— Provided text —
KASSEL (dpa) – Germany’s documenta has traditionally seen itself as a “world exhibition” of contemporary art. But until now the art on display once every five years was mainly European and North American.

Artists from Africa, Asia or Latin America were hardly represented and only five years ago the then director of the documenta, Catherine David, swept aside such criticism. She said organizers of the art show were not a surrogate United Nations and could not be expected to accommodate every country.

The upcoming documenta 2002 show, which opens to visitors in the central German city of Kassel on June 8 and runs until September 15, is designed to change all that. For the first time in its 50-year history the documenta has a non-European director – Okwui Enwezor who was born in Nigeria and grew up in the U.S.

The list of artists taking part this year is more exciting than ever before – more than 40 of the 118 invited artists come from either an African, Asian or Latin American country. “Art is not at home in just one part of the world,” said the documenta director.

And not only that: Enwezor wants what he sees as the neglected part of the world to have a key part in the documenta. Three of the four discussion platforms, which involved scientists and human rights experts discussing the context of art in society, took place in so- called “Third World” countries – In the Indian city of New Delhi, Lagos (Nigeria) and the Caribbean island of St. Lucia.

Despite the attempts by the documenta to raise its international profile, the response in Germany, at least, has been cordial but with a degree of scepticism. The feeling is that it high time to break with the egocentric European tradition but it remained to be seen whether this was a durable trend.

The India Today newspaper spoke of a “noble attempt” to overcome the dominating western view in art while another Indian paper, The Pioneer, went on the offensive, asking why only 6 of the 40 films shown during the New Delhi platform were from Asia.

The Nigerian media has other concerns. “Enzewor gives a boost to African art”, the newspaper This Day heralded last year. In March, when the much-vaunted documenta director came to Lagos for a symposium on the problems of African cities, local artists and gallery owners did not bother to come. “It was a classic case of a prophet who counts for nothing in his own country,” observed the Post Express soberly.

— Supplied information —

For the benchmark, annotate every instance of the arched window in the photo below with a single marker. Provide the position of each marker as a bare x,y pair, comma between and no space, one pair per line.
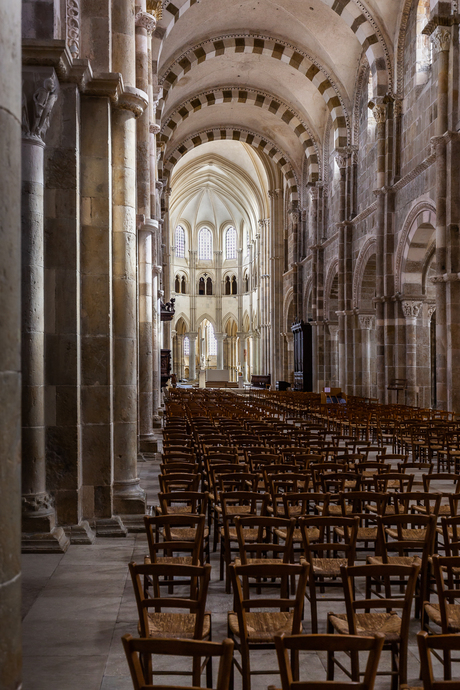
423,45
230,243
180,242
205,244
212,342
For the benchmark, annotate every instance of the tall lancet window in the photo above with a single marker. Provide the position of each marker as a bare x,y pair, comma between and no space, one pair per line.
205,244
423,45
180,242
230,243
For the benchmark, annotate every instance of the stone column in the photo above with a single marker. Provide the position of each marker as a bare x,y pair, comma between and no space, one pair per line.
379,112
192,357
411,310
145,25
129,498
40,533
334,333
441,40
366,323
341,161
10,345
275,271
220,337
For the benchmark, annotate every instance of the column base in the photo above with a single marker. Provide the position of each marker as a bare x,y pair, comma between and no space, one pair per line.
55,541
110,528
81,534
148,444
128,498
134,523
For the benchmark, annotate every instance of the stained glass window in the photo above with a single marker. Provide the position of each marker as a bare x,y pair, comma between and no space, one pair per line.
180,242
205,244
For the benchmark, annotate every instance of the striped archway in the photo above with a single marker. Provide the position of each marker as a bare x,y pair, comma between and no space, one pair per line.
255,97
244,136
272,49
* * *
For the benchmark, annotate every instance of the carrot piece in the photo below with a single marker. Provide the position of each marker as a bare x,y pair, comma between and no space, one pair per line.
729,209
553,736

— Exercise requirements —
Transcribe word for word the stretch of the documenta 2002 article above from "Artists from Africa, Asia" through "the documenta director.".

— Full output —
Artists from Africa, Asia or Latin America were hardly represented and only five years ago the then director of the documenta, Catherine David, swept aside such criticism. She said organizers of the art show were not a surrogate United Nations and could not be expected to accommodate every country.

The upcoming documenta 2002 show, which opens to visitors in the central German city of Kassel on June 8 and runs until September 15, is designed to change all that. For the first time in its 50-year history the documenta has a non-European director – Okwui Enwezor who was born in Nigeria and grew up in the U.S.

The list of artists taking part this year is more exciting than ever before – more than 40 of the 118 invited artists come from either an African, Asian or Latin American country. “Art is not at home in just one part of the world,” said the documenta director.